[Raw records]
★ ★ ★ ★

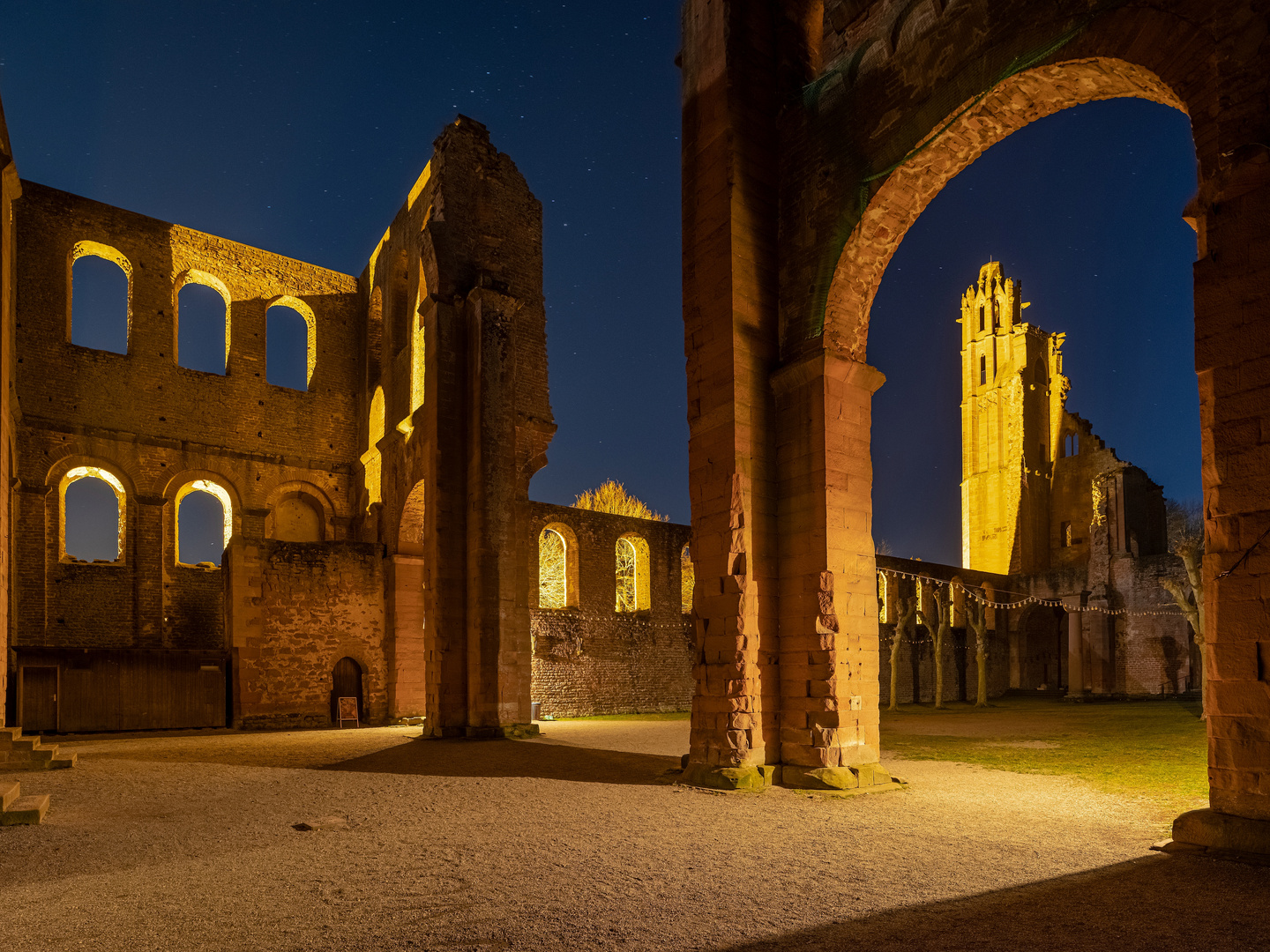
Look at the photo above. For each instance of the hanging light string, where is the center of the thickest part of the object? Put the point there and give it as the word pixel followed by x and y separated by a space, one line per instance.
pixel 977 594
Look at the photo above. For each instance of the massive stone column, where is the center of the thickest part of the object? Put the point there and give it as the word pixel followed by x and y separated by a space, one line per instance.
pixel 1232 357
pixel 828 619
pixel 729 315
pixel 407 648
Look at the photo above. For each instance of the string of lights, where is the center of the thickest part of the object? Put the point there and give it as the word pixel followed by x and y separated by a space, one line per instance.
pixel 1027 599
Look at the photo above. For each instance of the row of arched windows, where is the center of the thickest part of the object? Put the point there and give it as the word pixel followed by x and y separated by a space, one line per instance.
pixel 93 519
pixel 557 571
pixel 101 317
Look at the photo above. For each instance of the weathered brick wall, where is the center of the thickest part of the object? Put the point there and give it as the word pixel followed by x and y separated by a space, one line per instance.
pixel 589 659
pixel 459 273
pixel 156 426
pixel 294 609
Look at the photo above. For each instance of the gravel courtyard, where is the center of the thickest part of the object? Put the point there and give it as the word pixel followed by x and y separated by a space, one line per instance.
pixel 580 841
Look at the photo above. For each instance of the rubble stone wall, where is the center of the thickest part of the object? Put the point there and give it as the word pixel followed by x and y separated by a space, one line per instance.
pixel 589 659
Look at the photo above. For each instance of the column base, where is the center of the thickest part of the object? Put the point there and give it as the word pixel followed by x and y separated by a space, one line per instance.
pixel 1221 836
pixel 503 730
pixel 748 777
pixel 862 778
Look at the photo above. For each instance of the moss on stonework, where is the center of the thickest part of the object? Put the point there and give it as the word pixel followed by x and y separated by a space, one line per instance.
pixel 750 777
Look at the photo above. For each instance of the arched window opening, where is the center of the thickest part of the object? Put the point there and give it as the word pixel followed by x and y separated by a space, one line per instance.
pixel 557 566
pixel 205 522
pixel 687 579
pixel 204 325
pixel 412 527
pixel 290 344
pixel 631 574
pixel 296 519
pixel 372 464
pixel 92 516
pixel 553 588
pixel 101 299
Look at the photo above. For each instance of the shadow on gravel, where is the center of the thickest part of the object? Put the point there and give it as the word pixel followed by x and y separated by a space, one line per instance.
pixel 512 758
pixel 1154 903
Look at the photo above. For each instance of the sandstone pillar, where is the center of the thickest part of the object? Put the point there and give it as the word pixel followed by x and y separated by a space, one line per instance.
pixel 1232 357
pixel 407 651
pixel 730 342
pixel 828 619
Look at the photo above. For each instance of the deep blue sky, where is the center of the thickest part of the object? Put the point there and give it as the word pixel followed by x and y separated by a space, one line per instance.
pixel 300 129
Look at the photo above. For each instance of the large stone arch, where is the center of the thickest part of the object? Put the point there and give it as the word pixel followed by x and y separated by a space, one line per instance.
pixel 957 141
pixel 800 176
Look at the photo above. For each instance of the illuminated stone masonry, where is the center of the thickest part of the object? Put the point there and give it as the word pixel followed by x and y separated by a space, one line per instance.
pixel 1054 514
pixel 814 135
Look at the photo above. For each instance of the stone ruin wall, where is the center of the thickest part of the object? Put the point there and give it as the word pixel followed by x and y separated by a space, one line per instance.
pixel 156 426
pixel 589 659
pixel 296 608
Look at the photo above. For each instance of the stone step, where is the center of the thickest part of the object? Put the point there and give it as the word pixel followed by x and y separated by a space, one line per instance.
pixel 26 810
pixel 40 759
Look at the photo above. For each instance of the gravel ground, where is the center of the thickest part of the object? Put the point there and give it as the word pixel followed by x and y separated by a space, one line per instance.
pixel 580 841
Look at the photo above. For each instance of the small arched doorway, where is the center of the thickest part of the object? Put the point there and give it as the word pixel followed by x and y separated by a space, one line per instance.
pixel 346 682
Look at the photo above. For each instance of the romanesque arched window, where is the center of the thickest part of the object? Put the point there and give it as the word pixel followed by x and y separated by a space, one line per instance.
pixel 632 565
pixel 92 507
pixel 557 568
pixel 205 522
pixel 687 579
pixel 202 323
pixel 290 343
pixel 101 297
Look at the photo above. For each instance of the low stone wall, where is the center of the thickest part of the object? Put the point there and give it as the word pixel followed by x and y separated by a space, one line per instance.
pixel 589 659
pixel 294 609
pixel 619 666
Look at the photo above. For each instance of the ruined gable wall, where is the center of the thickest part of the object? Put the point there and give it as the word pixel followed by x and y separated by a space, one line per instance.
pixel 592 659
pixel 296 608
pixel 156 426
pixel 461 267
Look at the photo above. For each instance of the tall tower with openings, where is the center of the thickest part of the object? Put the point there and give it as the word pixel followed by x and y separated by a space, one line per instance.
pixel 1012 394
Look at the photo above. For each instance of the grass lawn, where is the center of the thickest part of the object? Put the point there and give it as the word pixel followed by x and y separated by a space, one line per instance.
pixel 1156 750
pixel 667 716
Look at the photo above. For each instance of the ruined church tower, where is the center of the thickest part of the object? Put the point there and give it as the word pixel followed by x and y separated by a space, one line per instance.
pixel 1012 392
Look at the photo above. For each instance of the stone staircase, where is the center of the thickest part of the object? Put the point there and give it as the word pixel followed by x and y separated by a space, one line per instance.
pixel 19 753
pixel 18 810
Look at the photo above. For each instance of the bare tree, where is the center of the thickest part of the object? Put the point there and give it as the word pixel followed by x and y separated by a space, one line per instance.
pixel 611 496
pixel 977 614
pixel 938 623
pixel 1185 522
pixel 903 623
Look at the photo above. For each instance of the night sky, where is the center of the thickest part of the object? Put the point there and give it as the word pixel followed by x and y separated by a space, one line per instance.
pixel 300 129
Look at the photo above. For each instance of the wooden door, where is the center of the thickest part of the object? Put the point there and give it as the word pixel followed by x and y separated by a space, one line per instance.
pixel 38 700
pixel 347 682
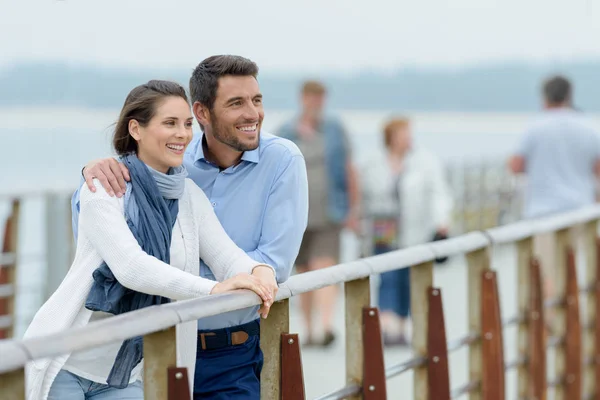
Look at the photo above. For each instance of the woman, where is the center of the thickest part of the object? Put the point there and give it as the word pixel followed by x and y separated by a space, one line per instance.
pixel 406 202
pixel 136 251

★ ★ ★ ★

Transcribe the records above verbatim. Do not carry over any picture.

## Exercise response
Look at the photo above. For each instance of the hanging light string, where is the center of the thickest part of the object? Put the point there and give it as the word pixel followed by x and y separated by a space, one line per instance.
pixel 977 594
Look at the photo above. For each instance of the massive stone column, where is the center of the thickest part of the object? Put the point there and give it as the word pixel followed by x and y separated by a space, one line per instance.
pixel 1232 357
pixel 828 619
pixel 729 315
pixel 407 648
Look at the photo above. For each instance of the string of lights, where is the center of the thickest part of the object? Put the point there and give it as the word pixel followed by x and y separated by a space, one line per instance.
pixel 1027 599
Look at the photo above. For each instance of the row of arched windows, where is the center of the thickest part of the object? Put the point there and give it as the word pixel followed by x and y separated by a space, one line per instance.
pixel 93 519
pixel 557 571
pixel 101 317
Look at the photo above. For each instance of the weathered brick wall, where is the center of the thickest part of the object? Put the point there and give it as the word pixel followed by x and y separated by a space, one line per instance.
pixel 589 659
pixel 459 273
pixel 156 426
pixel 294 609
Look at the photo above. For each instance of the gravel courtyard, where is the center of the thickest part of the object? Put the point there and give it as the word pixel followed by x and y separated by a space, one line per instance.
pixel 580 841
Look at the photo above. For each instance of the rubble stone wall, where is the center of the thickest part of the object? Put the point there and give it as the word pixel followed by x and y separated by a space, one line per instance.
pixel 589 659
Look at the photo above. For each instance of the column base, where is the center of the thickest part of the object? Put the point there and give it as the word pixel followed by x and y separated by a space, one line per instance.
pixel 1221 836
pixel 503 730
pixel 748 777
pixel 862 778
Look at the photo above. For each instance of the moss on stonework, where is the center of the thickest part of the object? Put the point there and give it as the word pixel followed by x and y separated by a space, one line per instance.
pixel 750 777
Look at the photo above. For each instance of the arched window opening, where is the center of the thickest part of the object? Put the point there and give it as the word pixel followed by x and y separated by a space, one line per instance.
pixel 557 566
pixel 205 522
pixel 687 579
pixel 204 325
pixel 412 527
pixel 290 344
pixel 631 574
pixel 296 519
pixel 372 464
pixel 92 516
pixel 553 588
pixel 101 299
Look at the photo above. For each instance of the shadow on gravel, where is the center of the thickest part of the object? Put the point there and give it as the word pixel followed by x and y separated by a space, one line per instance.
pixel 512 758
pixel 1154 903
Look at the photo above. For each instance of the sandstone pillar, where is the center of the thickest part of the object? Put the point there and give it as the word pixel followed by x and y separated by a space, one line per instance.
pixel 1232 357
pixel 407 651
pixel 730 342
pixel 828 619
Look at the photo above. For each instance of the deep blue sky, where is the center of the thickest part of the object? Put the point there and give it as the word pixel followed by x and y separated by a space, one line per instance.
pixel 300 129
Look at the photo above. For each instance of the large stone arch, where is the center of the thickest part of the object? Put the point there and give it as the word pixel followed by x and y separated by a space, one line per instance.
pixel 957 141
pixel 800 176
Look at the photo above. For each instance of the illuminated stone masonry, where is the center of the thickest part of the object? Put the point there and give it as the word pixel followed by x and y separated by a space, one line per instance.
pixel 1054 514
pixel 814 135
Look at the photo above. For each instance of the stone ruin wall, where is the center of the thickest part of the object? Put the point there and give it as the word pixel followed by x and y separated by a space, one line per instance.
pixel 156 426
pixel 589 659
pixel 296 608
Look at the photo above. For each instance of the stone step, where is the center of the thickest part of the object? Put the point there and give it as the word pixel followed by x and y separated by a space, one line per instance.
pixel 26 810
pixel 40 759
Look at the photo above. For each instance of the gravel ground, where is the center of the thickest part of the object? Put the point there and give it as the word pixel followed by x and y separated by a space, one line per instance.
pixel 580 841
Look at the photo above. For each instance of the small arched doorway, where is the center of the thickest part of the object? Put the point there and give it as the word pixel followed by x and y separated by a space, one line per instance.
pixel 346 682
Look at the photo above. For each instance of the romanesque arched window, where is the center of the thickest part of the object? Put the point there and give it as the word pixel followed by x and y separated by a space, one line per instance.
pixel 632 565
pixel 92 507
pixel 557 568
pixel 205 522
pixel 687 579
pixel 202 323
pixel 290 343
pixel 101 297
Look at the photo above. For each instance of the low stone wall, where is the center of the thickest part of the object? Put the point there and give it as the word pixel followed by x and y separated by a space, one line per instance.
pixel 589 659
pixel 294 609
pixel 619 666
Look at the photo above. For each instance of the ruined gable wall, where is the center of the thickest part of the object? Put the point there and give it as the word pixel followed by x and y separated by a space, one line per instance.
pixel 592 659
pixel 296 608
pixel 156 426
pixel 461 267
Look at the photo above. For each instance of the tall tower with openings, where is the center of the thickest part of the object? Put the point there and give it as the word pixel followed by x and y separated by a space, one line per instance.
pixel 1012 394
Look at the photo above. For each instance of the grass lawn, where is the center of the thickest part of the object? Put the point there and give it as the word pixel followed by x and y separated by a space, one line per instance.
pixel 1156 750
pixel 667 716
Look at the photo above. For each instance of the ruined church tower, where is the center of the thickest part of the object? Put the point there and give it as the word pixel followed by x and y separated by a space, one line per instance.
pixel 1012 392
Look at the photo above. For each instance of the stone staircase, where is the center of the thickest part of the object? Put the point there and give it as the word pixel followed by x and y separated by a space, one line per instance.
pixel 19 753
pixel 18 810
Look at the photo above. For each instance of the bare tree, where is the center of the thickest part of the object? Put the point there and give it as the word pixel followed by x and y separated by a space, one line per instance.
pixel 611 496
pixel 977 614
pixel 938 623
pixel 1185 522
pixel 903 623
Look at the photo above. For each instance of the night sky, where is the center of the thickest part of the object? Put the point there and give it as the word pixel followed by x and y separated by a space, one line per instance.
pixel 300 129
Look at the photo above. For each instance of the wooden door, where is the center of the thickest part of the object? Put the point there and give it as the word pixel followed by x and y separated by a space, one line per instance.
pixel 38 700
pixel 347 682
Look at the photo above. For each instance of the woman, where is the center of the thickest part of the object? Put the point there and give it as the word pixel followed by x and y separated by a space, one line per instance.
pixel 406 202
pixel 136 251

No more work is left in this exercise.